AIM OF THE TASK: Write down every entry once more, exactly as it reads.

RECORDS FOR THE TASK:
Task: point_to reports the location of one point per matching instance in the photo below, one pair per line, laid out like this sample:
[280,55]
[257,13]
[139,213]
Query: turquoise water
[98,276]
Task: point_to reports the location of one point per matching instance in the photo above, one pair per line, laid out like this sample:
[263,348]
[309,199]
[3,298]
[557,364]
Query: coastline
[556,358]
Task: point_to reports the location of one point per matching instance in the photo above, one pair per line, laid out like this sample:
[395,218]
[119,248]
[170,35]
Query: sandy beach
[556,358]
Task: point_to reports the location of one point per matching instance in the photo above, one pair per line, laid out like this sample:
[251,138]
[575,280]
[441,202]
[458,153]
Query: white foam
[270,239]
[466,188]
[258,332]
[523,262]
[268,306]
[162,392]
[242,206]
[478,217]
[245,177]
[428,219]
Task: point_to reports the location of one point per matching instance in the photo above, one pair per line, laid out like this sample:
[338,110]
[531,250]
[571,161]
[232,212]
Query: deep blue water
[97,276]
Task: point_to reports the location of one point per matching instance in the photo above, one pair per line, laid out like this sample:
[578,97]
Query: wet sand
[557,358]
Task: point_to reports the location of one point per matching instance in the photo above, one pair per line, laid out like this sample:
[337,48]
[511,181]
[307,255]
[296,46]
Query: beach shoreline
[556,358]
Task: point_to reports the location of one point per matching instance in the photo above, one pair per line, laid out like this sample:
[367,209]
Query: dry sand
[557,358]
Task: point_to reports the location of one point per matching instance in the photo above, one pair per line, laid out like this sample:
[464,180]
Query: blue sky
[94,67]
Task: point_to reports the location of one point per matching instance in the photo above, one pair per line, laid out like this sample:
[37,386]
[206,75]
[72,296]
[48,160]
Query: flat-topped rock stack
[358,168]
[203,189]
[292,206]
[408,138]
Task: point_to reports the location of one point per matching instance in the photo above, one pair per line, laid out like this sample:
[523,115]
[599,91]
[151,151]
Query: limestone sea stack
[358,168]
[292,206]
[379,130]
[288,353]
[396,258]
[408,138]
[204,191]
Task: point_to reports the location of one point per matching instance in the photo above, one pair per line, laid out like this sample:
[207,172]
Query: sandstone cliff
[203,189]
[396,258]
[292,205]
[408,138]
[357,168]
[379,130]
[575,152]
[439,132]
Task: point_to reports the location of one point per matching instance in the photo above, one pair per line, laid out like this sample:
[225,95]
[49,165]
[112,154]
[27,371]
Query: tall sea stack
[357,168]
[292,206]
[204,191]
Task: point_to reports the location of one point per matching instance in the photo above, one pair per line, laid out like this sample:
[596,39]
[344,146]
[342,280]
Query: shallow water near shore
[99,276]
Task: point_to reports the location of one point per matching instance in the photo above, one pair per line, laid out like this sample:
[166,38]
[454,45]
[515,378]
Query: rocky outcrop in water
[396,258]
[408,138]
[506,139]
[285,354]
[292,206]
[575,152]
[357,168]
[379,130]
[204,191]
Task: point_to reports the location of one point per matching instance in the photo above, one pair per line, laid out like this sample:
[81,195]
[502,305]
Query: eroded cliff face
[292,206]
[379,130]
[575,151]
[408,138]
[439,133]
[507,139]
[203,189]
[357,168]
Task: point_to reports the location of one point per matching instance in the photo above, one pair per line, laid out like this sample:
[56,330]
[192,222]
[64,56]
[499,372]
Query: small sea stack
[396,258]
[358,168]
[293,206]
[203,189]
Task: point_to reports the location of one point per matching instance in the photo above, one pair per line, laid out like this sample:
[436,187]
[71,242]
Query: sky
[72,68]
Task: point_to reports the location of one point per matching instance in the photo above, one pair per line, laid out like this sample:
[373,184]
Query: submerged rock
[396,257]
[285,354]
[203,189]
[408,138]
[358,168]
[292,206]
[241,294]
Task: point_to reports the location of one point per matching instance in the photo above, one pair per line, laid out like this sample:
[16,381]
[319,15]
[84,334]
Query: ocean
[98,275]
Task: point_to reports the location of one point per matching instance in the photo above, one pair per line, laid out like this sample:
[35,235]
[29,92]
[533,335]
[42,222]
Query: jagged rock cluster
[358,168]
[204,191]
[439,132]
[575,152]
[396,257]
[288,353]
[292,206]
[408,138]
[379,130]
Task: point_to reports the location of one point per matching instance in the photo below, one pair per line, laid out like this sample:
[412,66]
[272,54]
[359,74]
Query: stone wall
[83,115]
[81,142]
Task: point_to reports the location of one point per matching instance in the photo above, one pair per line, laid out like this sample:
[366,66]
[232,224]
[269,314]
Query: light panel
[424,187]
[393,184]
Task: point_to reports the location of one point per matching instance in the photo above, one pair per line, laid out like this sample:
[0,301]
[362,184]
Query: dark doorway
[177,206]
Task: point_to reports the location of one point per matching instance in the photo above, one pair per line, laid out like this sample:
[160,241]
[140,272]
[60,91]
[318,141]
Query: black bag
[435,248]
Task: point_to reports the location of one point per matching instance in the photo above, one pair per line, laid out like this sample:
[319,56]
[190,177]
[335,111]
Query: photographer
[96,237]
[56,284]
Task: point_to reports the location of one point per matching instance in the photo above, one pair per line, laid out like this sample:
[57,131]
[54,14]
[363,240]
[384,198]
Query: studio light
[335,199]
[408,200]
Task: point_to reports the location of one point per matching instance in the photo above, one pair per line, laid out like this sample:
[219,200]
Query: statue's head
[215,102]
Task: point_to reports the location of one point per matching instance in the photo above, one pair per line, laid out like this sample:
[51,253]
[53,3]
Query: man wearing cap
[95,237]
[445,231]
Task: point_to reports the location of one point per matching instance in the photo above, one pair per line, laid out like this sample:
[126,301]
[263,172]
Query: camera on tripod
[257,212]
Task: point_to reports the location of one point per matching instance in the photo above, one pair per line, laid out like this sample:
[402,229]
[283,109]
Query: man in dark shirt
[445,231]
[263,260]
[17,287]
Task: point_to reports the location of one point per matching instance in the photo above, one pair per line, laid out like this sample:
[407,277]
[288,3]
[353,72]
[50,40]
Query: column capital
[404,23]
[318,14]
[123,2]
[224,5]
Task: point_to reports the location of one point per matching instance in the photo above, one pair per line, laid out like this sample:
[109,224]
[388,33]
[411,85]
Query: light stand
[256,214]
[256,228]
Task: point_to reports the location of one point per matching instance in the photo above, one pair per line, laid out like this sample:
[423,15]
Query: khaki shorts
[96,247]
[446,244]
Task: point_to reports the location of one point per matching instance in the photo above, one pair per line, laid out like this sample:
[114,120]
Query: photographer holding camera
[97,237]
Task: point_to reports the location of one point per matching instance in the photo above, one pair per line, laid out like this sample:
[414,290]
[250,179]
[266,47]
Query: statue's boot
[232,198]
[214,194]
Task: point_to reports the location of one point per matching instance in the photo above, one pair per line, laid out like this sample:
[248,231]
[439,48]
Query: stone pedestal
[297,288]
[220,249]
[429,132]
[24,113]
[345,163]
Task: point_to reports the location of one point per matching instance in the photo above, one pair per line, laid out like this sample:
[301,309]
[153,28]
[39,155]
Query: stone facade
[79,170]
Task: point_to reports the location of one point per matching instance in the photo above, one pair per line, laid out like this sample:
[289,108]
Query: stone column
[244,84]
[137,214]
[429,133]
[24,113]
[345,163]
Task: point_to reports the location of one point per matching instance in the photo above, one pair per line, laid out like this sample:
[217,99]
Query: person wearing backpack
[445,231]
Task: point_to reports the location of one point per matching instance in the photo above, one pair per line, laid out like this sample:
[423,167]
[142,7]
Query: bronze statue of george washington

ANSWER TO THIS EXERCISE:
Task: point_to reports the location of one point per matching instance in the photo below, one pair per line, laid out like this sample:
[280,55]
[257,13]
[139,213]
Query: turquoise water
[98,276]
Task: point_to reports the location of one point per matching instance in the photo above, one pair per line, laid out like this sample:
[263,348]
[309,199]
[3,298]
[557,364]
Query: coastline
[556,358]
Task: point_to reports the location of one point per matching instance in the photo above, one pair per line, laid out like this sample:
[395,218]
[119,248]
[170,35]
Query: sandy beach
[556,358]
Task: point_to reports the location of one point per matching instance in the photo above, one pair per line, laid out like this sample:
[251,138]
[575,280]
[441,202]
[458,153]
Query: white foam
[270,239]
[466,188]
[258,332]
[523,262]
[268,306]
[162,392]
[242,206]
[478,217]
[245,177]
[428,219]
Task: point_to reports the location of one point per matching instance in the photo above, one pair per line, laid out like this sample:
[338,110]
[531,250]
[571,161]
[232,212]
Query: deep blue water
[97,276]
Task: point_to reports the location of one point per matching instance in the photo above, one pair per line, laid out like this sample:
[578,97]
Query: wet sand
[557,358]
Task: point_to reports the location of one point per matching instance in the photo above, one pair per line, laid out like this sample:
[337,48]
[511,181]
[307,255]
[296,46]
Query: beach shoreline
[556,358]
Task: point_to reports the location of one point per matching instance in the photo above, one pair per line, laid out like this sample:
[367,209]
Query: dry sand
[557,358]
Task: point_to reports the location of one point per matching instance in the photo above, one pair per line, laid out like this sample:
[464,180]
Query: blue sky
[94,67]
Task: point_to reports the location of one point per matching instance in the photo above, one pair per line, laid out like this sample:
[37,386]
[206,75]
[72,296]
[48,160]
Query: flat-topped rock stack
[358,168]
[203,189]
[292,206]
[408,138]
Task: point_to reports the location of one point per matching instance in the photo above, one pair per line, laid out like this sample:
[523,115]
[599,91]
[151,151]
Query: limestone sea stack
[358,168]
[292,206]
[379,130]
[288,353]
[396,258]
[408,138]
[204,191]
Task: point_to reports the location of one point per matching instance in the photo above, one pair per line, laid out like this sample:
[207,172]
Query: sandstone cliff
[203,189]
[396,258]
[292,205]
[408,138]
[357,168]
[379,130]
[575,152]
[439,132]
Task: point_to reports the location of one point per matching instance in the photo above, one pair per line, laid out like this sample:
[225,95]
[49,165]
[112,154]
[27,371]
Query: tall sea stack
[357,168]
[292,206]
[204,191]
Task: point_to reports the location of one point per matching instance in the photo above, one pair per line, laid out like this sample:
[596,39]
[344,146]
[342,280]
Query: shallow water near shore
[99,276]
Task: point_to reports the location of one point per matching instance in the photo above, one pair per line, laid out like this sample:
[166,38]
[454,45]
[515,378]
Query: rocky outcrop in water
[396,258]
[408,138]
[506,139]
[285,354]
[292,206]
[575,152]
[357,168]
[379,130]
[204,191]
Task: point_to reports the location of one point per matching instance in the photo above, one pair per line, laid out like this sample:
[81,195]
[502,305]
Query: eroded cliff face
[292,206]
[379,130]
[575,151]
[408,138]
[439,133]
[507,139]
[203,189]
[357,168]
Task: point_to reports the location of one point per matching instance in the photo above, one pair per line, laid out like this sample:
[56,330]
[192,222]
[64,56]
[499,372]
Query: small sea stack
[396,258]
[358,168]
[293,206]
[203,189]
Task: point_to reports the location of one point per matching instance in the photo above, one pair per line, laid out like this sample:
[436,187]
[71,242]
Query: sky
[72,68]
Task: point_to reports the location of one point per matching instance in the photo above, one pair per line, laid out like this sample:
[373,184]
Query: submerged rock
[396,257]
[285,354]
[203,189]
[408,138]
[358,168]
[292,206]
[241,294]
Task: point_to reports the location of one point per matching instance in the photo above, one pair per line, laid out like this sample:
[16,381]
[319,15]
[84,334]
Query: ocean
[98,275]
Task: point_to reports the location of one point per matching instance in the photo above, one pair per line, laid out like this sample:
[35,235]
[29,92]
[533,335]
[42,222]
Query: jagged rock cluster
[358,168]
[204,191]
[439,132]
[575,152]
[396,257]
[288,353]
[292,206]
[408,138]
[379,130]
Task: point_to reports the location of one point per matching instance in the photo below, one pair per line, laid out like this sample:
[412,66]
[272,54]
[359,74]
Query: stone wall
[83,115]
[81,142]
Task: point_to reports the location of one point per matching instance in the photo above, one pair per line, laid out like this sample:
[366,66]
[232,224]
[269,314]
Query: light panel
[424,187]
[393,184]
Task: point_to reports the location of one point per matching instance in the photo above, one pair per line, laid out like this sample:
[0,301]
[362,184]
Query: dark doorway
[177,206]
Task: point_to reports the location of one point per matching instance in the photo above, one pair per line, laid out like this sample:
[160,241]
[140,272]
[60,91]
[318,141]
Query: black bag
[435,248]
Task: point_to reports the location of one point per matching instance in the photo above, one pair per line, laid out like this sample:
[319,56]
[190,177]
[335,111]
Query: photographer
[96,237]
[56,284]
Task: point_to reports the location of one point per matching instance in the photo above, one pair per line, laid out like this sample:
[57,131]
[54,14]
[363,240]
[384,198]
Query: studio light
[335,199]
[408,200]
Task: point_to reports the location of one point per matching instance in the photo above, one pair per line, laid out like this sample:
[219,200]
Query: statue's head
[215,102]
Task: point_to reports the location of one point per matching instance in the photo above, one pair per line, laid out like this sample:
[51,253]
[53,3]
Query: man wearing cap
[95,237]
[445,231]
Task: point_to reports the location of one point per matching instance in the photo above, one pair per line, laid out like this sample:
[126,301]
[263,172]
Query: camera on tripod
[257,212]
Task: point_to reports the location of one point per matching instance in the photo above, one pair per line, laid out like this sample:
[402,229]
[283,109]
Query: man in dark shirt
[445,231]
[263,260]
[17,287]
Task: point_to reports the location of one point per matching instance in the photo above, one pair per line, laid out like this sample:
[407,277]
[288,3]
[353,72]
[50,40]
Query: column capital
[404,23]
[318,14]
[123,2]
[224,5]
Task: point_to reports the location of one point per matching instance in the photo above, one pair per line, laid out like this sample:
[109,224]
[388,33]
[411,85]
Query: light stand
[256,214]
[256,228]
Task: point_to reports the location of one point per matching instance in the photo above, one pair per line, laid out like this sample:
[423,15]
Query: khaki shorts
[96,247]
[446,244]
Task: point_to reports the location of one point per matching instance in the photo above, one pair per line, laid out like this sample:
[114,120]
Query: photographer holding camera
[97,237]
Task: point_to reports the location of one point per matching instance in the photo above, one pair per line, laid out like this sample:
[414,290]
[250,179]
[266,47]
Query: statue's boot
[232,198]
[214,194]
Task: point_to reports the location of one point per matching instance in the photo above, one pair per line, laid out like this sample:
[248,231]
[439,48]
Query: stone pedestal
[297,288]
[220,249]
[429,132]
[24,113]
[345,163]
Task: point_to reports the location of one point per matching instance in the photo above, one pair per line, laid out like this sample:
[301,309]
[153,28]
[39,155]
Query: stone facade
[79,170]
Task: point_to reports the location of one point per matching instance in the photo above, one pair per line, laid out like this sample:
[289,108]
Query: stone column
[244,84]
[137,214]
[429,133]
[24,113]
[345,163]
Task: point_to reports the location of one point per matching instance in the photo above, one pair per line, laid out like this sample:
[217,99]
Query: person wearing backpack
[445,231]
Task: point_to reports the location of one point per matching instance in the photo above, one pair per line, laid out like this sample:
[423,167]
[142,7]
Query: bronze statue of george washington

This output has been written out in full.